Short exercise 1:
Output the records word for word, starting at the line that contains "Where can you find the vehicle roof?" and running through the final line of the records, with both ends included.
--- begin Reading passage ---
# TWITTER



## TURTLEGIRL73 (Mar 6, 2009)

Anyone have a twitter?.

Keep up with other tortoise/ turtle people


----------



## Yvonne G (Mar 6, 2009)

Never heard of it before...learn something new every day.

Yvonne


----------



## Barry (Mar 6, 2009)

what is twitter used for??


----------



## jtpaintball5 (Mar 6, 2009)

I have a Twitter account... Here is a link to their website. http://twitter.com/ Its like myspace and facebook except you can constantly update your current activities to keep other people informed what you're doing 24/7. Its a nice networking tool. 
-J


----------



## TURTLEGIRL73 (Mar 7, 2009)

My twitter is turtlegirl73 - I have many links for my torti pictures


----------



## Barry (Mar 7, 2009)

what else can you do on it?? it is something for a blackberry or something like that?


----------



## TURTLEGIRL73 (Mar 8, 2009)

You can use it on your pc or your iphone or any other mobile device that can connect to the internet. I've noticed a few people have become part of my twitter.

www.twitter.com

turtlegirl73


----------



## Barry (Mar 11, 2009)

ha, I got an account, but nobody I know is on there!!! now what??


----------



## jorrow (Mar 11, 2009)

Me to lol


----------



## TURTLEGIRL73 (Mar 11, 2009)

Jorrow if you send me a request I will add you.


----------



## jorrow (Mar 11, 2009)

i would i think im allready sick of twitter though it to complicated for my simple mind lol I may try to figure it out again though... I try to do that following thing on yours but it says im blocked.... I'll probally just stick to myspace lol


----------



## Barry (Mar 11, 2009)

so it is like facebook and myspace, you have to asked to be added??


----------



## nrfitchett4 (Mar 11, 2009)

why would anyone need to know what I am doing 24/7?? I have had a myspace account for 2 years that I never check (my wife set it up), don't email people very often. Guess I'm just behind the times.


----------



## jorrow (Mar 11, 2009)

Barry said:


> ha, I got an account, but nobody I know is on there!!! now what??



Yea from what i can tell it is just alot more complicated and its a much better way of networking.... I usually get used to something like myspace, and its real hard for me understand different things like twitter or even facebook lol sorry i meant to reply to your other thread lol Im that computer illiterate lol


----------



## Josh (Apr 8, 2009)

turtlegirl, i'm late to the game, but i added you. anyone else on twitter? add me, im 'jbarraza'


----------



## Laura (Apr 9, 2009)

Isnt it like Texting or instant messaging? But you can do so and see lots of others as well? 
Is a twitter account like facebook? games and all sorts of stuff, some not so fun.. or is it Just messaging?


----------



## Josh (Apr 14, 2009)

you can also follow twitter.com/tortoiseforum for site info...


----------



## Yvonne G (Apr 14, 2009)

Josh said:


> you can also follow twitter.com/tortoiseforum for site info...
--- end Reading passage ---
Short exercise 2:
Return the part of the Twitter forum thread from "## Josh (Apr 8, 2009)" up to and including "others as well?", word for word.
--- begin Exercise materials ---
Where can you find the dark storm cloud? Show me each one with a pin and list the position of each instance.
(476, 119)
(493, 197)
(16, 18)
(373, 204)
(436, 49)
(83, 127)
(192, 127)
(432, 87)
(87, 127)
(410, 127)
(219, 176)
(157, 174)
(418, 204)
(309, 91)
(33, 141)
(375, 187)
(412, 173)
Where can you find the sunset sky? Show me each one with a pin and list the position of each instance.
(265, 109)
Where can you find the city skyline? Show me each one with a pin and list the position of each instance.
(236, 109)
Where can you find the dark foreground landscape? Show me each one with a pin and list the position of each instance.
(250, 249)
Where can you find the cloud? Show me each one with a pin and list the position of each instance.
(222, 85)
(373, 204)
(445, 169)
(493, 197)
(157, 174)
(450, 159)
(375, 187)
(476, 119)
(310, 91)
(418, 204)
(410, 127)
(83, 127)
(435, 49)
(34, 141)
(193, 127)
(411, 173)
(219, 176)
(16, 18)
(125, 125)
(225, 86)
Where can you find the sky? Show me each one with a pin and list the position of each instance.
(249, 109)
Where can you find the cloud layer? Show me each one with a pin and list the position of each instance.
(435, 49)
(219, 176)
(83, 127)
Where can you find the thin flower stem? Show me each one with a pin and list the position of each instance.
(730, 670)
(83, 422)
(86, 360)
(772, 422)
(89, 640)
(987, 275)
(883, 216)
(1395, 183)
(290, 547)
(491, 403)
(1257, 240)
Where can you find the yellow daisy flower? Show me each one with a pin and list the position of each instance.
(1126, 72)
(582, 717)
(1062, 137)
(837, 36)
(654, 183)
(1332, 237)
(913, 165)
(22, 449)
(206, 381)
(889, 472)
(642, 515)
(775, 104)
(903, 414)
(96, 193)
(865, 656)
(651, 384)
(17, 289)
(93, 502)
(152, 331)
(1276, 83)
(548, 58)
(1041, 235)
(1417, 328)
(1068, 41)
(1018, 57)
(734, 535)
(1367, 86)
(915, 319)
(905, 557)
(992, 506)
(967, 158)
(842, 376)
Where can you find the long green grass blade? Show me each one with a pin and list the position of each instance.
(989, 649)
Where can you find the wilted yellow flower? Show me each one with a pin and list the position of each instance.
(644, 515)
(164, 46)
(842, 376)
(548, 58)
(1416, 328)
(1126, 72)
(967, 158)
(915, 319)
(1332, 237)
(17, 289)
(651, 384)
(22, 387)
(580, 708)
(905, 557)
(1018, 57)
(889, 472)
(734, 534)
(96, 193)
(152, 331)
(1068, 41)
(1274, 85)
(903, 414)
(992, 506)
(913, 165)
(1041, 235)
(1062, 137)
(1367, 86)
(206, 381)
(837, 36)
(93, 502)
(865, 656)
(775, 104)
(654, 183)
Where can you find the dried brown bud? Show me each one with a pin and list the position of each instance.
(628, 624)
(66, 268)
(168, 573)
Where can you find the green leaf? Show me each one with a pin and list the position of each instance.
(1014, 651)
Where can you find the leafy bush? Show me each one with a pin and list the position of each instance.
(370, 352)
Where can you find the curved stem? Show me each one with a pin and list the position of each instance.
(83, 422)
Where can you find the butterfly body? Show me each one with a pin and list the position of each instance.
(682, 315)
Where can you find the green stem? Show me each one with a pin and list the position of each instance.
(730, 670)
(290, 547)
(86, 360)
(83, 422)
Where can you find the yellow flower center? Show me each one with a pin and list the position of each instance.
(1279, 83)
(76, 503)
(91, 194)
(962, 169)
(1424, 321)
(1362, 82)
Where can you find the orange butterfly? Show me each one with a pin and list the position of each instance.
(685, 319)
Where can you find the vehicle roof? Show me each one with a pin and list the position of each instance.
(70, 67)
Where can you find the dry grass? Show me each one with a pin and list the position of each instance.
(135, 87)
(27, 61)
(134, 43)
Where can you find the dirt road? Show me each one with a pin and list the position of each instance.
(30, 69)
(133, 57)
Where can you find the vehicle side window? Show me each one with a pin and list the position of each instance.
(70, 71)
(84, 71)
--- end Exercise materials ---
Final answer 1:
Where can you find the vehicle roof? Show me each one with a pin and list the position of each instance.
(70, 67)
Where can you find the dry grass? Show me each one with a pin and list the position of each instance.
(135, 87)
(27, 61)
(134, 43)
Where can you find the dirt road? Show me each one with a pin and list the position of each instance.
(30, 69)
(133, 57)
Where can you find the vehicle side window? Show me each one with a pin and list the position of each instance.
(70, 71)
(84, 71)

Final answer 2:
## Josh (Apr 8, 2009)

turtlegirl, i'm late to the game, but i added you. anyone else on twitter? add me, im 'jbarraza'


----------



## Laura (Apr 9, 2009)

Isnt it like Texting or instant messaging? But you can do so and see lots of others as well?